[START OF Data lines]

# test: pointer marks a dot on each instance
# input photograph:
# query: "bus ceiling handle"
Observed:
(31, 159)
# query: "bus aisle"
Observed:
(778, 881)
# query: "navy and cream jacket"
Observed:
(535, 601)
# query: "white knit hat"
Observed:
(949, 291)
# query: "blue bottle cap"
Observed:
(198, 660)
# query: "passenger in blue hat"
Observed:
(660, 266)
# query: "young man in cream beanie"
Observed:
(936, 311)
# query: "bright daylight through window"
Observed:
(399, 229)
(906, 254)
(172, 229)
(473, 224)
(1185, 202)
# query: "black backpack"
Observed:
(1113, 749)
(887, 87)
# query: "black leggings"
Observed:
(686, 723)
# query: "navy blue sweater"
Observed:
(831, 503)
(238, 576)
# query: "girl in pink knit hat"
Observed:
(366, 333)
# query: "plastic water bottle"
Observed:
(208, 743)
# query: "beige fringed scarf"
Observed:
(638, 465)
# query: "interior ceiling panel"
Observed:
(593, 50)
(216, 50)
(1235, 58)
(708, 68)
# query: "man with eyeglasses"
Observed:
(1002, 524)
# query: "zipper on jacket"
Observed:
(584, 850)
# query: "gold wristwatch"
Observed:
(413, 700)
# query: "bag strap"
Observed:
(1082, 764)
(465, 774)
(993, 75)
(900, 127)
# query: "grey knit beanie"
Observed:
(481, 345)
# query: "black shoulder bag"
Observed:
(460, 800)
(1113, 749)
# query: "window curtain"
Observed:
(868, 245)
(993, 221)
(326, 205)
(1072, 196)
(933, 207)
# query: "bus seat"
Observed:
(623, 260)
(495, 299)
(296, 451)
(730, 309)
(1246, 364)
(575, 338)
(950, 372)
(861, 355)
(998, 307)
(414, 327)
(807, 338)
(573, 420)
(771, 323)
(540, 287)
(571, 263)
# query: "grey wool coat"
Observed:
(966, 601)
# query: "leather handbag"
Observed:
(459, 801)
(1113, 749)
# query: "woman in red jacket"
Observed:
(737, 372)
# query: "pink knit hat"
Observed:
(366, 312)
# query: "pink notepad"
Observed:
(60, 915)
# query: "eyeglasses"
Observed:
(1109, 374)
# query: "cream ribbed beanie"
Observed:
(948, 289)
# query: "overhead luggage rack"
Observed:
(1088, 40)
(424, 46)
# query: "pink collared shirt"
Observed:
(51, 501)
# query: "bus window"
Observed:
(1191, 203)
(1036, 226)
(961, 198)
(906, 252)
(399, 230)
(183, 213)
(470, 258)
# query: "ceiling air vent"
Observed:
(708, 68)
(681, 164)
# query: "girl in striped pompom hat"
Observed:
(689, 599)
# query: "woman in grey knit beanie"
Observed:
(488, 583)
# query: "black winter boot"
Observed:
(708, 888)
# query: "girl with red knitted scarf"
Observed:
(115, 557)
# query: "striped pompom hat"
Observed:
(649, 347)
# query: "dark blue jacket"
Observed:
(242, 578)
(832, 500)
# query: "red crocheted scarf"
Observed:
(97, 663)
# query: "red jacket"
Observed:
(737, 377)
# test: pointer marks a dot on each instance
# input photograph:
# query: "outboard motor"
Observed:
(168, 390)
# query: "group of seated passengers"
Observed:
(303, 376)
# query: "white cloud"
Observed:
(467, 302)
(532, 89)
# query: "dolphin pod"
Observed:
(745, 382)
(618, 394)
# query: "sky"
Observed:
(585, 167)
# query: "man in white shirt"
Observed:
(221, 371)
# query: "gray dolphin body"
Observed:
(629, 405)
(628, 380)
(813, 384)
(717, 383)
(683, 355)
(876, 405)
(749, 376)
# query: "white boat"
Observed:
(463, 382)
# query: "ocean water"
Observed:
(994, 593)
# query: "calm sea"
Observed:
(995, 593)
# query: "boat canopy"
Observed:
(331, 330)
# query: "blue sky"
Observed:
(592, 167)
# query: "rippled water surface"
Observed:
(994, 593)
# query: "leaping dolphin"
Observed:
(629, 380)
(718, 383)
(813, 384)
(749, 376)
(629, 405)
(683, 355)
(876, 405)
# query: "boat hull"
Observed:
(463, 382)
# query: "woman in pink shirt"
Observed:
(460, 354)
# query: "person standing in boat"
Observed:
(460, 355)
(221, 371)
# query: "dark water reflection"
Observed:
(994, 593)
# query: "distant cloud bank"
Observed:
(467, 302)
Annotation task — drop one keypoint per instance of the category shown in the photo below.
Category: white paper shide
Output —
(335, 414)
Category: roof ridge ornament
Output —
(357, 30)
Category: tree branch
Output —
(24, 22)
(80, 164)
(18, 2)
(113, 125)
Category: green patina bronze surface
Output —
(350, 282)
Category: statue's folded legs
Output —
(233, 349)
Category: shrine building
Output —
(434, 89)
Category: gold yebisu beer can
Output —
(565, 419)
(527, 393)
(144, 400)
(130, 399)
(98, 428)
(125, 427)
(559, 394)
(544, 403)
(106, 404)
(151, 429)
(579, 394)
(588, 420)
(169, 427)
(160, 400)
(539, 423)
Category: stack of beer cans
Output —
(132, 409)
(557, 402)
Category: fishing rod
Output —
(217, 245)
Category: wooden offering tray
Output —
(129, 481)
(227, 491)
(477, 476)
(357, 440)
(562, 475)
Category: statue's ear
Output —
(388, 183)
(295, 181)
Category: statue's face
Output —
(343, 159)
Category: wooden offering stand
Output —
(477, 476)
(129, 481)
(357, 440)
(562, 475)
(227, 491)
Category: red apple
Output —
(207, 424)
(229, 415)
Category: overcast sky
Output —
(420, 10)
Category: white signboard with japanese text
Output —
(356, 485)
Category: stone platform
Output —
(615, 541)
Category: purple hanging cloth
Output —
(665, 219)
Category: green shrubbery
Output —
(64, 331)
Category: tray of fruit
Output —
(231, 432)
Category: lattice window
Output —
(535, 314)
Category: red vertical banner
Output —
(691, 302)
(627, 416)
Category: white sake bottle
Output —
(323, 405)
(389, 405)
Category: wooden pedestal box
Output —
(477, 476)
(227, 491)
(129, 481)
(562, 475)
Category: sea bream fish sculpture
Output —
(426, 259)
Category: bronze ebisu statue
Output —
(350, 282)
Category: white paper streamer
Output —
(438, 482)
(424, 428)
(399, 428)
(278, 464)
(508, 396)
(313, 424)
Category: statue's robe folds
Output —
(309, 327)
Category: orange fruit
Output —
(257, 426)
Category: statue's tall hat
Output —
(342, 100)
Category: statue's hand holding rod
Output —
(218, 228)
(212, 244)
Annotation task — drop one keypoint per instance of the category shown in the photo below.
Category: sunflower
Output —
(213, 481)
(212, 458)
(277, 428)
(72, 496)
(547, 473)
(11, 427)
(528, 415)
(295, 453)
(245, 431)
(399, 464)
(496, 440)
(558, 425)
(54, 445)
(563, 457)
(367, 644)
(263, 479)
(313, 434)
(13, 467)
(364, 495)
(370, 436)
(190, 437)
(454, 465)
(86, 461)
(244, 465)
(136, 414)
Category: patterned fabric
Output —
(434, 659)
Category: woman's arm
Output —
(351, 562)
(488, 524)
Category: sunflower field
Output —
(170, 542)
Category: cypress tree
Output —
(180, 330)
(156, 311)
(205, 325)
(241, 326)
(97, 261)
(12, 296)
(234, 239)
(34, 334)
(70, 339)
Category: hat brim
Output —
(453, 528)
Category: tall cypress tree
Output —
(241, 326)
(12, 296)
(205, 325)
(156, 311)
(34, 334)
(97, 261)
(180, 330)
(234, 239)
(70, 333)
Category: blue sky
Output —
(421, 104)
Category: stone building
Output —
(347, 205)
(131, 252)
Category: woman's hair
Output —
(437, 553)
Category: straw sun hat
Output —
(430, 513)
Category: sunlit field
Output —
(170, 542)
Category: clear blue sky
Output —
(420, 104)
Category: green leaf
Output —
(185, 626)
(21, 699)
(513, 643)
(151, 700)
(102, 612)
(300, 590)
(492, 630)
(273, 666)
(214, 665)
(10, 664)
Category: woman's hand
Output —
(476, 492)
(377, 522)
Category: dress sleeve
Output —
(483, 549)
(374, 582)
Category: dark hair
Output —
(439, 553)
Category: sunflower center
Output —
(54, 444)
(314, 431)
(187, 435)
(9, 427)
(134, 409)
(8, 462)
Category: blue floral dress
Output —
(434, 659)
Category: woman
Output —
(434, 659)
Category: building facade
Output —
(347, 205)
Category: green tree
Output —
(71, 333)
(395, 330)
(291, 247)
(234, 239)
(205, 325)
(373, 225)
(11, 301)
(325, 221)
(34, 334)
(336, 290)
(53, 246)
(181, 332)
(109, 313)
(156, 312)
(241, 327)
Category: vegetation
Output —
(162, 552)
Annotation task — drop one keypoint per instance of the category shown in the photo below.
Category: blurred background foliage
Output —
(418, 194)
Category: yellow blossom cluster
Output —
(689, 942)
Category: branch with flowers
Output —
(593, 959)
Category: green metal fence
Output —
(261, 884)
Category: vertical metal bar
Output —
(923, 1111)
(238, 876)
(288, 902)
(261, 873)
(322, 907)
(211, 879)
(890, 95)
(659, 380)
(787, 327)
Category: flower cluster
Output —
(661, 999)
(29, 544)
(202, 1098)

[END OF Data lines]

### [What to work on]
The required output is the span of lines from the one containing "Category: stone building" to the last line, reproduced character for character.

### [Task output]
Category: stone building
Output —
(347, 205)
(131, 252)
Category: woman's hair
Output —
(437, 553)
Category: straw sun hat
Output —
(430, 513)
Category: sunlit field
Output —
(170, 542)
Category: clear blue sky
Output —
(420, 104)
Category: green leaf
Output —
(185, 626)
(21, 699)
(513, 643)
(151, 700)
(102, 612)
(300, 590)
(492, 630)
(273, 666)
(214, 665)
(10, 664)
Category: woman's hand
Output —
(476, 492)
(377, 522)
Category: dress sleeve
Output —
(483, 549)
(374, 582)
Category: dark hair
Output —
(439, 553)
Category: sunflower center
Output —
(54, 444)
(314, 431)
(187, 435)
(9, 427)
(134, 409)
(8, 462)
Category: blue floral dress
Output —
(434, 659)
Category: woman
Output —
(434, 659)
Category: building facade
Output —
(347, 205)
Category: green tree
Output —
(71, 333)
(395, 330)
(291, 247)
(234, 239)
(205, 325)
(373, 225)
(11, 301)
(325, 221)
(34, 334)
(336, 290)
(53, 246)
(181, 332)
(109, 313)
(156, 312)
(241, 327)
Category: vegetation
Output —
(162, 552)
Annotation task — drop one keypoint per instance of the category shown in the photo below.
Category: blurred background foliage
Output —
(418, 194)
Category: yellow blossom cluster
Output —
(689, 942)
Category: branch with flowers
Output —
(593, 959)
Category: green metal fence
Output —
(261, 884)
Category: vertical metal bar
Output —
(923, 1111)
(238, 876)
(288, 902)
(261, 873)
(322, 907)
(211, 879)
(890, 95)
(659, 380)
(787, 327)
Category: flower cluster
Output —
(661, 999)
(29, 544)
(202, 1098)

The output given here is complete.